◆ TASK INSTRUCTIONS ◆
Copy the lines below exactly, from the one containing "Quiz Question: What are the coordinates of the shadow" through the one containing "[0, 77, 23, 87]".

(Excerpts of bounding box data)
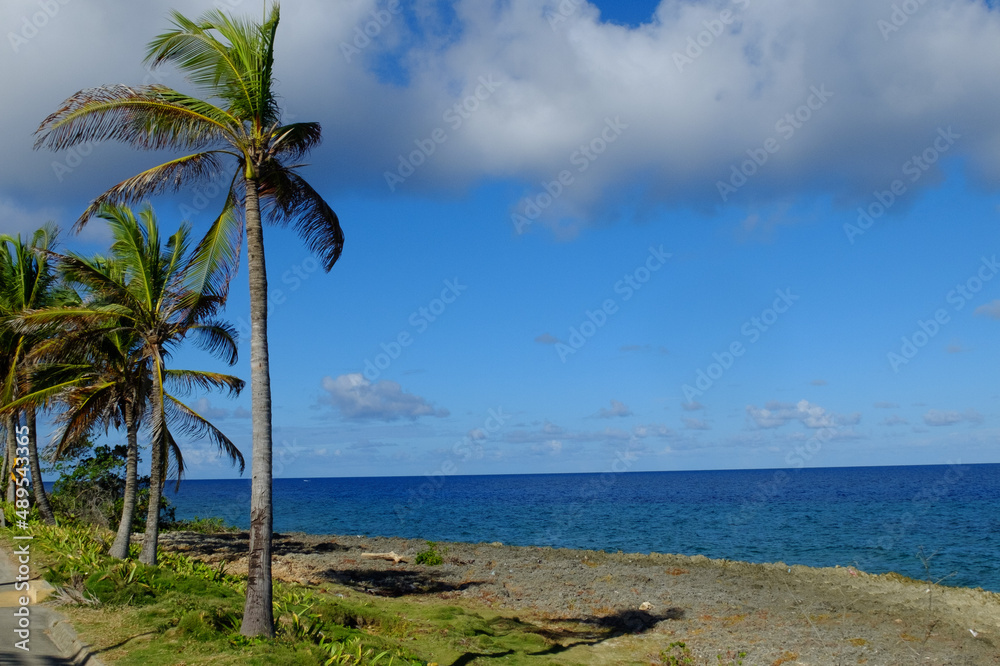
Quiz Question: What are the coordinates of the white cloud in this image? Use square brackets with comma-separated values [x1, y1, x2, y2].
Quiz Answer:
[9, 0, 1000, 233]
[320, 373, 448, 421]
[746, 400, 861, 428]
[924, 409, 983, 426]
[973, 300, 1000, 319]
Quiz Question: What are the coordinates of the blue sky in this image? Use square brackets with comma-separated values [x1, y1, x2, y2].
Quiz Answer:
[0, 0, 1000, 478]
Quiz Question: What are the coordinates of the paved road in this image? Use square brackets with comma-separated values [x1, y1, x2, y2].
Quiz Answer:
[0, 540, 73, 666]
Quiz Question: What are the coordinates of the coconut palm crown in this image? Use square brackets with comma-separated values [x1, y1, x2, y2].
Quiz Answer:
[35, 3, 344, 636]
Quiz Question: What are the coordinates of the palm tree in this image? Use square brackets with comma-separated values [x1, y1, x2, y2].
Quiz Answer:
[35, 3, 344, 637]
[16, 205, 243, 564]
[0, 225, 70, 525]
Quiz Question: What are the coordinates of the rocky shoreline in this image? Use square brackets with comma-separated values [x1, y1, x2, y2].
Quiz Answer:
[161, 532, 1000, 666]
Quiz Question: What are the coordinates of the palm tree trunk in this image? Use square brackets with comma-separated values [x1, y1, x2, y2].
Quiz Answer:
[4, 416, 18, 504]
[240, 178, 274, 638]
[0, 420, 11, 527]
[139, 362, 167, 565]
[24, 407, 56, 525]
[108, 403, 139, 560]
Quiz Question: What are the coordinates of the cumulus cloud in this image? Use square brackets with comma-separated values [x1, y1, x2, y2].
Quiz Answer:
[597, 400, 632, 419]
[320, 372, 449, 421]
[973, 300, 1000, 319]
[924, 409, 983, 427]
[9, 0, 1000, 236]
[746, 400, 861, 428]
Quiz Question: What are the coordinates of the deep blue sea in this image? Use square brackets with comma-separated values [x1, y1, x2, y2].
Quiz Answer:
[168, 465, 1000, 592]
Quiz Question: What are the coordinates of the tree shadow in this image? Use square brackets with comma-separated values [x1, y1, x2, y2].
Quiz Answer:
[450, 608, 684, 666]
[529, 608, 684, 656]
[317, 568, 483, 597]
[162, 532, 352, 559]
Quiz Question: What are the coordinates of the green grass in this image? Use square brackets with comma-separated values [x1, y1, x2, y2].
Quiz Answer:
[0, 524, 728, 666]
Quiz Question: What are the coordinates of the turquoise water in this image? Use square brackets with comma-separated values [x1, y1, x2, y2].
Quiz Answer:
[168, 465, 1000, 592]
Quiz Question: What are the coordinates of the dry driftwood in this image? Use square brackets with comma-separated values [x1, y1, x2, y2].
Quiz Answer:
[361, 551, 409, 564]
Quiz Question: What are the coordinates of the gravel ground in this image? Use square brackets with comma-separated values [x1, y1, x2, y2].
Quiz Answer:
[161, 532, 1000, 666]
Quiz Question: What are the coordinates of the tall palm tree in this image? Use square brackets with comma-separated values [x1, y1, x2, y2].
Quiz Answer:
[0, 224, 70, 525]
[16, 205, 243, 564]
[35, 3, 344, 636]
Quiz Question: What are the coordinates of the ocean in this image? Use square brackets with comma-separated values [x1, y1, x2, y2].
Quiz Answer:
[167, 464, 1000, 592]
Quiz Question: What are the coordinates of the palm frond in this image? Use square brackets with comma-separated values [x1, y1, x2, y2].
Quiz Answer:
[184, 179, 243, 302]
[167, 394, 246, 474]
[73, 150, 232, 231]
[35, 85, 240, 150]
[261, 161, 344, 271]
[270, 123, 323, 160]
[163, 369, 246, 397]
[188, 321, 239, 365]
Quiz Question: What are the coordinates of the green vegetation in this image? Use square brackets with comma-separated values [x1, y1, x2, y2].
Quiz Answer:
[7, 524, 426, 666]
[35, 3, 344, 636]
[414, 541, 444, 567]
[49, 441, 176, 531]
[0, 522, 739, 666]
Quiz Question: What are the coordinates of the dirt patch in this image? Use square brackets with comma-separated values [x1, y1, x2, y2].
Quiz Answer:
[161, 532, 1000, 666]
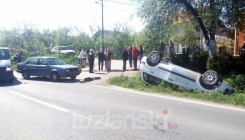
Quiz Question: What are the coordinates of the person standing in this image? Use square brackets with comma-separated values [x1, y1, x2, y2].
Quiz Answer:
[78, 49, 87, 68]
[158, 41, 166, 57]
[104, 49, 108, 70]
[105, 49, 113, 71]
[88, 49, 94, 73]
[15, 51, 22, 64]
[96, 49, 105, 71]
[122, 46, 128, 71]
[169, 40, 174, 57]
[132, 46, 139, 70]
[139, 44, 144, 64]
[128, 44, 132, 67]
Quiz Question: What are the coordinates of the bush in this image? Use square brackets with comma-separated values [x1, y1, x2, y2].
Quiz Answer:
[206, 53, 235, 75]
[234, 53, 245, 74]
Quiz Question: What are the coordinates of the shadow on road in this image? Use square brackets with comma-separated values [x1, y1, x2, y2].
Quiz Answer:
[19, 77, 80, 83]
[0, 77, 23, 87]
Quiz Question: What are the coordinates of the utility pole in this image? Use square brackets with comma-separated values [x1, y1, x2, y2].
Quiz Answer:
[101, 0, 105, 52]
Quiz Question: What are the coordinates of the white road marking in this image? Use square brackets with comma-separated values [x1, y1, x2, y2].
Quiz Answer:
[9, 91, 70, 112]
[92, 85, 245, 112]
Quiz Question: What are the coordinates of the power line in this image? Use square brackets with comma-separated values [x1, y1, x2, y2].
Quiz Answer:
[104, 5, 136, 14]
[105, 0, 140, 6]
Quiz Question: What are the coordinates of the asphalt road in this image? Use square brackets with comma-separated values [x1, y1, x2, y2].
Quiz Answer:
[0, 71, 245, 140]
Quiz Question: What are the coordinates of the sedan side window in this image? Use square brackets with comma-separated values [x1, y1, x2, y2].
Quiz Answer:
[38, 58, 47, 65]
[28, 58, 38, 65]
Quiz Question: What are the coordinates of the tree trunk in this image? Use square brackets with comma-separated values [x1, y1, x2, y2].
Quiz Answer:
[179, 0, 216, 56]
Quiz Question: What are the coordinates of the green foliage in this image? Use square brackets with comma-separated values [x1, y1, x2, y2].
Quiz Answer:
[0, 24, 135, 58]
[108, 74, 245, 106]
[172, 22, 199, 46]
[206, 52, 235, 75]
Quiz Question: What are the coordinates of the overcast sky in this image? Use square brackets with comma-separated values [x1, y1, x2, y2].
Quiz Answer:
[0, 0, 144, 33]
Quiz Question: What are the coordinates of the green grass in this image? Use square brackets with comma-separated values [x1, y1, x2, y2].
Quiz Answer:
[108, 74, 245, 106]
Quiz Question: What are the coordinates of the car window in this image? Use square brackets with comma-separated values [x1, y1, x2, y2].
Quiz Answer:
[0, 49, 10, 60]
[28, 58, 39, 65]
[38, 58, 47, 65]
[54, 58, 66, 65]
[47, 58, 55, 65]
[61, 47, 69, 50]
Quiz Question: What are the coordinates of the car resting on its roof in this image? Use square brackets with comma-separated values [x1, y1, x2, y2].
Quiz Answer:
[140, 51, 234, 94]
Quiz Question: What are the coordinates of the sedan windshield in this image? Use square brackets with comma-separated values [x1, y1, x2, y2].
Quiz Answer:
[0, 49, 10, 60]
[47, 58, 66, 65]
[61, 47, 69, 50]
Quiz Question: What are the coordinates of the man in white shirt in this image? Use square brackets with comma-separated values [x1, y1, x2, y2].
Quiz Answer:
[78, 49, 87, 67]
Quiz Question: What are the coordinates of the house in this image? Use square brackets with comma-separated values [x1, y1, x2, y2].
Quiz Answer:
[234, 29, 245, 55]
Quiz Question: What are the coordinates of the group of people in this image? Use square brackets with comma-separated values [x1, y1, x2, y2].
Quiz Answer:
[121, 44, 143, 71]
[78, 40, 174, 73]
[78, 49, 114, 73]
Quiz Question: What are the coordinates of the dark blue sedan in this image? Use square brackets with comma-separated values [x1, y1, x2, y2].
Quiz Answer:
[16, 57, 81, 81]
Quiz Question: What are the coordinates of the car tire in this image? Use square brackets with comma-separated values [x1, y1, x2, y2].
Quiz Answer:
[70, 76, 76, 80]
[22, 70, 30, 79]
[50, 72, 60, 82]
[7, 76, 14, 83]
[202, 70, 222, 86]
[146, 51, 162, 66]
[162, 57, 170, 62]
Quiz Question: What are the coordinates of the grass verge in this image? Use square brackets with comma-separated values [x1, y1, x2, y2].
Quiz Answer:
[108, 73, 245, 107]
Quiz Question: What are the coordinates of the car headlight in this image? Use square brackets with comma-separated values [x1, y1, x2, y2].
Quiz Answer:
[6, 66, 13, 71]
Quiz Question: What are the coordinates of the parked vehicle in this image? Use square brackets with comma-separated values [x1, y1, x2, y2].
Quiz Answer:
[16, 57, 81, 82]
[140, 51, 234, 94]
[52, 46, 76, 55]
[0, 47, 14, 83]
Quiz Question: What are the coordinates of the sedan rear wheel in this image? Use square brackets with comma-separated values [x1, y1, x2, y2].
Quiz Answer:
[22, 71, 30, 79]
[147, 51, 162, 66]
[202, 70, 221, 86]
[50, 72, 60, 82]
[70, 76, 76, 80]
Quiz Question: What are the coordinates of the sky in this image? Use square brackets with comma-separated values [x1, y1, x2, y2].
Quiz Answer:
[0, 0, 144, 33]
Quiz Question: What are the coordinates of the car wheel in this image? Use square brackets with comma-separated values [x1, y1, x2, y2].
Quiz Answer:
[162, 57, 170, 62]
[70, 76, 76, 80]
[202, 70, 221, 86]
[22, 71, 30, 79]
[7, 76, 14, 83]
[147, 51, 161, 66]
[50, 72, 60, 82]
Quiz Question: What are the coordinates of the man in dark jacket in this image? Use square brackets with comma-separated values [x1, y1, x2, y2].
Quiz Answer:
[122, 46, 128, 71]
[96, 49, 105, 71]
[132, 46, 139, 70]
[88, 49, 94, 73]
[128, 44, 133, 67]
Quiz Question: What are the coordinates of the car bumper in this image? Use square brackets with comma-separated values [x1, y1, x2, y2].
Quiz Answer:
[0, 71, 14, 80]
[16, 69, 22, 73]
[64, 71, 81, 77]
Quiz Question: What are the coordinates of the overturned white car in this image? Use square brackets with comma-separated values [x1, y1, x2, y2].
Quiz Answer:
[140, 51, 234, 94]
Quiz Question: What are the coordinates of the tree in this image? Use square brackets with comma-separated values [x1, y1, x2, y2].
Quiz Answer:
[134, 0, 245, 55]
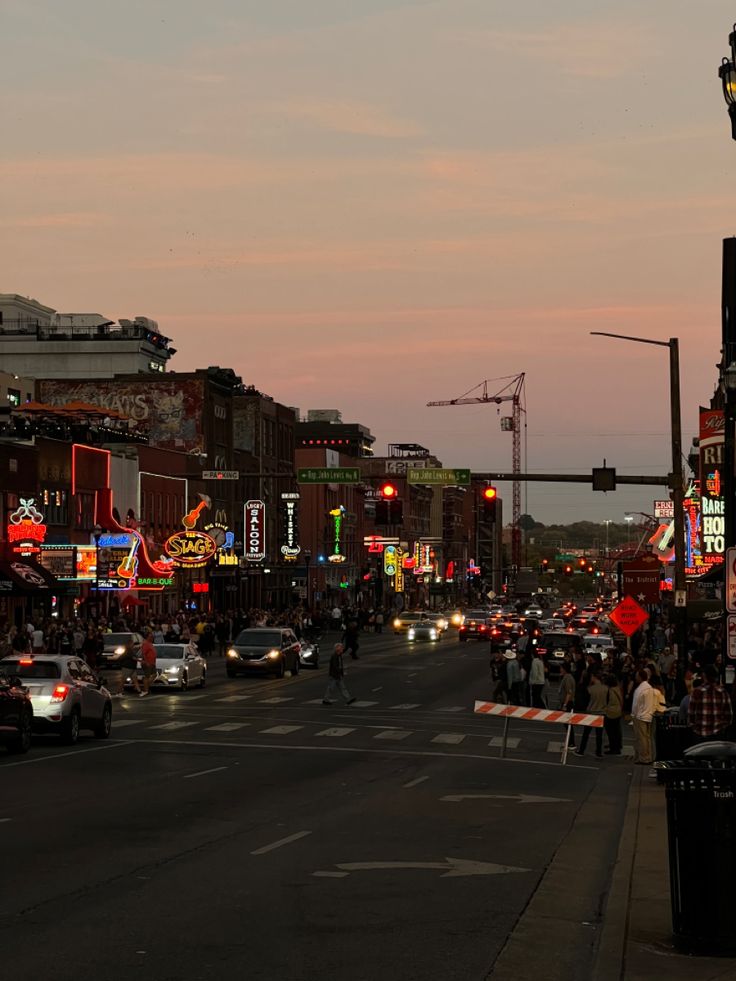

◆ OUTPUT FOR THIS EXERCISE ◆
Quiz Question: What are the coordinates of the shadow on road in this image? Use square brackets with comma-separated values [x1, y1, x2, y2].
Quiz Answer:
[19, 77, 80, 83]
[0, 77, 23, 87]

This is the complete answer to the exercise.